● **Lesetext**
>>>>>
Nationalrat, XX.GP Stenographisches Protokoll 129. Sitzung / 59

Im § 42 heißt es lapidar: "(3) Zur Außenwirtschaftsförderung unterhält die Bundeskammer entsprechende Einrichtungen". Punkt, Ende. Kollege Nußbaumer wird noch darauf eingehen. Ein Milliardenimperium wird mit einem Halbsatz gestreift! Das ist ja auch nicht im Sinne der Akzeptanz dieser an sich guten Einrichtung, meine Damen und Herren.

Dann gibt es noch eine wilde Geschichte im § 62, Stellvertretung: Nichtanwesende "können ihr Stimmrecht schriftlich einem anderen stimmberechtigten Mitglied des betreffenden Kollegialorganes übertragen." Das heißt also, ich sage dem Franz, daß er für mich in dem Gremium abstimmt. (Abg. Dr. Graf: Das gibt's ja gar nicht!) Das müssen Sie sich vorstellen! Für Beschlüsse muß mindestens ein Drittel anwesend sein. Es gibt Fachgruppen mit fünf Mandaten: Zwei Mandatare müssen anwesend sein, es genügt daher bei Übertragung von nur einem Stimmrecht die Anwesenheit eines einzigen Mandatars zur Beschlußfassung. (Abg. Dr. Graf: Das ist ja unglaublich!)

Also dieser betreffende Mandatar zeigt mit zwei Händen auf und stimmt darüber ab, was da beschlossen werden kann.

Meine Damen und Herren! Ich bitte Sie inständig, diese Dinge so zu sehen, wie wir sie hier und im Ausschuß auf den Tisch gelegt haben. Es ist keine Bösartigkeit der Opposition, wenn sie auf diese Defizite hinweist, denn dieses Gesetz wird von der Öffentlichkeit als das gesehen werden, was es ist, nämlich als ein demokratiepolitischer Unfall. Daher werden wir Ihnen Gelegenheit dazu geben, geheim abzustimmen.

Schon aufgrund dieser wenigen Beispiele, die noch ellenlang fortsetzbar wären, ist festzuhalten, daß es nicht verständlich ist, warum Sie dieses Wirtschaftskammergesetz, Herr Bundesminister - es stammt aus Ihrem Hause, es handelt sich um eine Regierungsvorlage -, in dieses Haus gebracht haben, und es ist mir nicht verständlich, daß es nach der Abstimmung im Ausschuß auch hier im Plenum eine Mehrheit finden wird. Ich muß sehr bedauernd zur Kenntnis nehmen, daß Sie nichts dazugelernt haben, was das Wahlrecht anlangt - neben anderen strukturellen Problemen, die aufgetaucht sind. Ich möchte nicht sagen, bei Philippi sehen wir uns wieder, sondern mit Sicherheit vor dem Verfassungsgerichtshof. - Danke schön. (Beifall bei den Freiheitlichen sowie des Abg. Mag. Peter.)
<<<<<
● **Arbeitsauftrag 1**
Schreiben Sie aus der Rede zum Wirtschaftskammergesetz den Abschnitt wörtlich ab, der mit "Im § 42 heißt" beginnt und bis einschließlich "Damen und Herren." reicht.
● **Arbeitsauftrag 2**
Vor welchem Gericht rechnet der Redner in der Rede zum Wirtschaftskammergesetz mit einem Wiedersehen?
● **Arbeitsauftrag 3**
Führen Sie die Rede zum Wirtschaftskammergesetz im Anschluss an ihren letzten Satz weiter.

● **Bereitgestelltes Material**
>>>>>
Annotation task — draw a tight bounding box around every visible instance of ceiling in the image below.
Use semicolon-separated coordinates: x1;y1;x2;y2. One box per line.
<<<<<
● **Antwort 1**
Im § 42 heißt es lapidar: "(3) Zur Außenwirtschaftsförderung unterhält die Bundeskammer entsprechende Einrichtungen". Punkt, Ende. Kollege Nußbaumer wird noch darauf eingehen. Ein Milliardenimperium wird mit einem Halbsatz gestreift! Das ist ja auch nicht im Sinne der Akzeptanz dieser an sich guten Einrichtung, meine Damen und Herren.

● **Antwort 2**
Vor dem Verfassungsgerichtshof.

● **Antwort 3**
12.01Präsident Dr. Heinrich Neisser: Nächster Redner ist Herr Abgeordneter Ing. Maderthaner. 8 Minuten freiwillige Redezeitbeschränkung. - Bitte, Herr Abgeordneter.

12.01Abgeordneter Ing. Leopold Maderthaner (ÖVP): Herr Präsident! Frau Bundesministerin! Herr Bundesminister! Meine sehr geehrten Damen und Herren! Herr Kollege Haigermoser! Es wäre natürlich ein Wunder, wenn Sie an diesem neuen Wirtschaftskammergesetz ein gutes Haar ließen. Natürlich ist das alles für Sie schlecht; das ist mir klar, ich verstehe es auch, dem kann die Opposition nicht gut zustimmen. Nur sollten Sie auch das erwähnen, was gut ist, aber das werde ich versuchen darzustellen. (Abg. Aumayr: Das wird schwierig werden! - Weitere Zwischenrufe bei den Freiheitlichen.)

Das Wirtschaftskammergesetz - meine Damen und Herren, hören Sie zu! -, das heute im Nationalrat zur Debatte steht, symbolisiert nach außen hin durchaus den Wandel, dem unsere Gesellschaft, die österreichische Wirtschaft und deren Standesvertretung in den letzten Jahrzehnten unterworfen waren. Und es soll auch die Dynamik ermöglichen, die unsere Wirtschaft und jeder einzelne Betrieb heute und in Zukunft brauchen. Es löst das Handelskammergesetz aus dem Jahr 1946 ab, das in der Zwischenzeit elfmal novelliert worden ist. Wir wollen jedenfalls damit eine gesetzliche Grundlage der Interessenvertretungen der österreichischen Wirtschaft neu und übersichtlich ordnen, und das ist mit diesem Gesetz geschehen.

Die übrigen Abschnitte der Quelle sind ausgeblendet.